--- Source extract ---

Re: What is "retrograde orbital motion?"



Jonas Cross <nope@xxxxxxxxxxx> wrote:

I once read that some of Jupiter's moons have retrograde orbital
motion. I understand what that means. It means that, when the Jovian
"system" is viewed from Jupiter's North Pole, the moons appear to be
orbiting Jupiter in a clockwise direction. But, why do we describe such
motion as "retrograde?" Is it because:

(a) those moons are orbiting Jupiter in the direction opposite from the
way that Jupiter rotates on its axis;

(b) those moons are orbiting Jupiter in the direction opposite from the
way that Jupiter orbits the Sun;

(c) those moons are orbiting Jupiter in the direction opposite from the
way that Earth orbits the Sun (the idea being that Earth sets the standard
for the entire Solar System); or

(d) other (please explain).

The most comon meaning of retrograde would be opposite the direction of
the parent body's rotation, because this has dynamical consequences
(affects tidally driven decay of orbits, for example). In galaxy
pairs, this is the meaning. In Jupiter's case, senses a and b coincide.

---

=== Problems to solve ===
(A) According to the retrograde motion post, why is "opposite the direction of the parent body's rotation" the most common meaning of retrograde?
(B) Please pick up the retrograde motion post after its final sentence and continue it for a few sentences.
The lines that follow the retrograde motion post have nothing to do with it.

--- Information shown ---

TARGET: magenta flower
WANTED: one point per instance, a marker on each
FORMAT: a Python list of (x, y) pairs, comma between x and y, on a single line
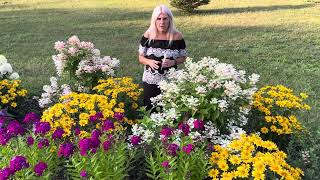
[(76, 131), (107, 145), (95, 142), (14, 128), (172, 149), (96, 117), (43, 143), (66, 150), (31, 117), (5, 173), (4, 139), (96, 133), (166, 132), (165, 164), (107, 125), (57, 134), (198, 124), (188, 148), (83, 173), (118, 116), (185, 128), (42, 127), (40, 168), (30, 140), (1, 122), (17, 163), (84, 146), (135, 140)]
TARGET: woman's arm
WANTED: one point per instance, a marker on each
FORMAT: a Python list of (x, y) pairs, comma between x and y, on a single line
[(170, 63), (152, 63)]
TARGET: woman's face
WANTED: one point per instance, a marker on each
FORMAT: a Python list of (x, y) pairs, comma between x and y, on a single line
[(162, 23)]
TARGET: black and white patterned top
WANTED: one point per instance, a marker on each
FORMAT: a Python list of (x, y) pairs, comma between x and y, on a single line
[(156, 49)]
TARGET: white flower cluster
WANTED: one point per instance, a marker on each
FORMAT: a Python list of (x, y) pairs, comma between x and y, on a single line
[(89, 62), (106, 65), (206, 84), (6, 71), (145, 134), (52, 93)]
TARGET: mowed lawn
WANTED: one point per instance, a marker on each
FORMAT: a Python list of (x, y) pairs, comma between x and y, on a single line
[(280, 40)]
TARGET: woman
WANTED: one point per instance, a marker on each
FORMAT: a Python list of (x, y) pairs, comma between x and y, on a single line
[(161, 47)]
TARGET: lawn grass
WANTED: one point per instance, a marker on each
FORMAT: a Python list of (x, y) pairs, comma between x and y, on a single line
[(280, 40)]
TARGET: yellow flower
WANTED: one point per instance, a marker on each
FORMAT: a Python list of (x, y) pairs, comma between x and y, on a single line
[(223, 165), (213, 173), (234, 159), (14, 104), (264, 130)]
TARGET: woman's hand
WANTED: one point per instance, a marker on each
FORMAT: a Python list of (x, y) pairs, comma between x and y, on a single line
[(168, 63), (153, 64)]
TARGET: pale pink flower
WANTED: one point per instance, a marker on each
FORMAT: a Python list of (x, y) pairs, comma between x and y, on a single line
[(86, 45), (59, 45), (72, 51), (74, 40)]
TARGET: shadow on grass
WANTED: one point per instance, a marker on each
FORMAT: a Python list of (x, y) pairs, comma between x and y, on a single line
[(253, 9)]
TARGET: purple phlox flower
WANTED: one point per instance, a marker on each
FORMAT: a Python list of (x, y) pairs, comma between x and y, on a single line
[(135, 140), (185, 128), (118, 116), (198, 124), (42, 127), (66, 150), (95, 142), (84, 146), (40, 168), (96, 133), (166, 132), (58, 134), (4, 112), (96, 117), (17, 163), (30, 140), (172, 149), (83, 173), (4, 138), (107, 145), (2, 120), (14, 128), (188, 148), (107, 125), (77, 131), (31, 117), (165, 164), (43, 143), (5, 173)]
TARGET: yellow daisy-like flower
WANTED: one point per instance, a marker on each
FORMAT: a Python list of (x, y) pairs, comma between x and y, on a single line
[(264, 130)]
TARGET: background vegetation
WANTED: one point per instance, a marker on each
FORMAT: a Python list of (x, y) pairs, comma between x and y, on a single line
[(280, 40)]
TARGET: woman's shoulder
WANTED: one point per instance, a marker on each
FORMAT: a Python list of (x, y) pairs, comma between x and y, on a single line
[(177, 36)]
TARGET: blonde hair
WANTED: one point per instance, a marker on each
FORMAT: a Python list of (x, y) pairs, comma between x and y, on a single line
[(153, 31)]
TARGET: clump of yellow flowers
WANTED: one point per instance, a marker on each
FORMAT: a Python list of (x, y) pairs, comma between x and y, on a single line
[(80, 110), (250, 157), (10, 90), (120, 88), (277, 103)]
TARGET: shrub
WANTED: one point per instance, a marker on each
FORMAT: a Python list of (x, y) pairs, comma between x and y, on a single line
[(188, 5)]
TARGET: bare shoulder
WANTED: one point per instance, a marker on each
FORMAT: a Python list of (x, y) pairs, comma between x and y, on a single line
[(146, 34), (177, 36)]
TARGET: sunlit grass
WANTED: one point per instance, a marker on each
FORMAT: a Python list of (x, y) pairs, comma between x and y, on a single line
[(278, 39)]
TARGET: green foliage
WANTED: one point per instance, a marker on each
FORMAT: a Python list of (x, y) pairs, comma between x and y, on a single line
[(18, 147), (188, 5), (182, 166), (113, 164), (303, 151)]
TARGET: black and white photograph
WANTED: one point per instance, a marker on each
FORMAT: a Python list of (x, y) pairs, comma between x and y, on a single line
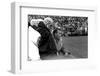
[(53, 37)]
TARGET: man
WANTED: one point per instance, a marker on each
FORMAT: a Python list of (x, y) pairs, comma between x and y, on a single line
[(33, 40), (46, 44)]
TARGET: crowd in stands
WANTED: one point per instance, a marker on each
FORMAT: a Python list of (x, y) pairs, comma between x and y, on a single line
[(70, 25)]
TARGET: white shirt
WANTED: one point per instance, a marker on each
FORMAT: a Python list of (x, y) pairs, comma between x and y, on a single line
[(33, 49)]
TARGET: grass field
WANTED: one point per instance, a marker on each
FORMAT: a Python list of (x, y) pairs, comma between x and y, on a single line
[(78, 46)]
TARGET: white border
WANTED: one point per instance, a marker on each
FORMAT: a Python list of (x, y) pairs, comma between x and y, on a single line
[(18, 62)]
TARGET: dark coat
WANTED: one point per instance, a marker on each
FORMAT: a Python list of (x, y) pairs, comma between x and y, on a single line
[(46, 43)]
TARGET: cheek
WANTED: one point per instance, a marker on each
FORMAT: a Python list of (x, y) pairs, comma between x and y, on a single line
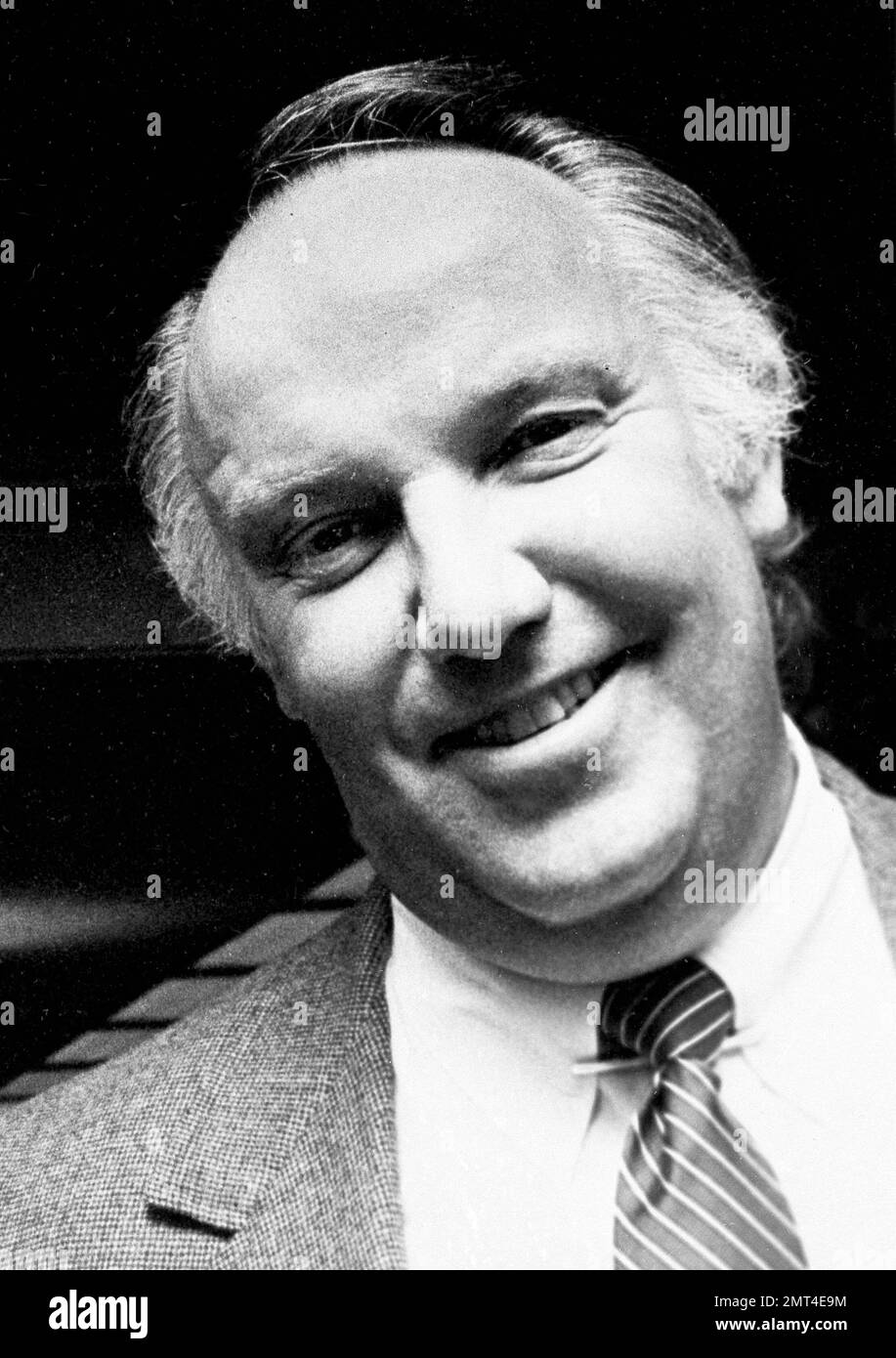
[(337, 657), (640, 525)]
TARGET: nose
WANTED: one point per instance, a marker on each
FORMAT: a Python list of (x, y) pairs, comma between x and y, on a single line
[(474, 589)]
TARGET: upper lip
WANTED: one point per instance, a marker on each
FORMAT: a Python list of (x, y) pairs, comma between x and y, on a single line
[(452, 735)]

---

=== Results by task ===
(A) Because that direction has dynamical consequences, such as affecting the tidally driven decay of orbits.

(B)
(b) also matters, because for moons which are just barely bound to
a planet in view of perturbations by the Sun, retrograde orbits
are more stable and longer-lasting than direct (the astronomical
opposite of retrograde, no matter what the flight-dynamics people
think by inventing "posigrade"; prograde is only a bit better) orbits.
Just as well Venus has no dynamical room to fit satellites, because
we'd have a hard time telling whether they were direct or retrograde
since it would depend on he context. And Pluto and Uranus skip that
problem by being polar with respect to the orbital planes.

Bill Keel
.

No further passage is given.